GIVEN TASK 1:
Answer these questions using the news piece about 'La Bestia':
(a) How old is Roni Osorio?
(b) How many hours into his journey was he when he fell off the train?
(c) Which of his legs was ground off?
GIVEN TASK 2: Carry on the news piece about 'La Bestia' from where it stops.

───── EXTRACT TO READ ─────

🇺🇸

Victims of 'La Bestia' learn to walk again

Credit: Reuters Studio
Published on August 23, 2019 - Duration: 02:42s

Victims of 'La Bestia' learn to walk again

Roni Osorio, a Honduran migrant, has learned to walk again after his left leg was ground off by “La Bestia,” or The Death Train, so named for the risks posed by traveling on it.

Yahaira Jacquez reports.

Advertisement

Victims of 'La Bestia' learn to walk again

Nearly a year after falling off a train hurtling through Mexico toward the U.S. border, 22-year-old Roni Osorio has learned to walk again.

(SOUNDBITE) (Spanish) MIGRANT WHO INJURED HIMSELF ATOP OF LA BESTIA TRAIN, RONI OSORIO, SAYING: "I was at the top, since the train didn't have anywhere to rest in the carriages(boxcar?).

So I had to go up the carriage to sleep.

I fell EASILY." The Honduran migrant was twelve hours into his journey when he fell off the train.His left leg was ground off by 'La Bestia' or The Death Train, named so for the risks faced by riding it.

Reuters Delphine Schrank is on the story.

(SOUNDBITE) (ENGLISH) DELPHINE SCHRANK, REUTERS CORRESPONDENT, SAYING: "The people who end up taking the train are among the poorest of the very poor.

───── RECORDED INFORMATION ─────

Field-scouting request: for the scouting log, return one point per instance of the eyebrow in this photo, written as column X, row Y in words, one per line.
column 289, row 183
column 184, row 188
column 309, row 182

─────

TASK RESULT 1:
(a) 22 years old
(b) Twelve hours
(c) His left leg

TASK RESULT 2:
People who are already fleeing situations of desperate poverty or grave violence.

And they take the train because its free and they don't have to pay the bus fare, or for a car and they don't have to walk." The train, which carries products north, has helped legions of north-bound Central Americans flee but many, in their quest for safer lives, have suffered tragic injuries - like Luis Estardo.

The Guatemalan migrant was found 5 hours after his fall.

Now - under a special Red Cross program - the 21 year old is being fitted for a prosthetic leg.

(SOUNDBITE) (ENGLISH) INJURED MIGRANT FROM GUATEMALA, LUIS ESTUARDO, SAYING: "It's really something that's very dangerous to do.

Thanks to God I just lost a leg but other companions who were with me on that day lost their lives." Since 2011, the Red Cross program has attended to 411 mutilated migrants, most of whom lost limbs, giving the few who were found in time a fresh lease on life.

And amid a crackdown on migrants in Mexico, the program is busier than ever.

(SOUNDBITE) (ENGLISH) DELPHINE SCHRANK, REUTERS CORRESPONDENT, SAYING: "The reality is that people will always take the freight train but right now because of increased crackdowns of migrants through Mexico - in part because of severe pressure from the U.S. Trump administration, many migrants are trying to run away from migration officials.

And so they're scrambling as the fastest way to get away." Back at the rehabilitation center in the central Mexican state of Guanajuato, Osorio is on his way to full recovery and hasn't lost sight of his goal.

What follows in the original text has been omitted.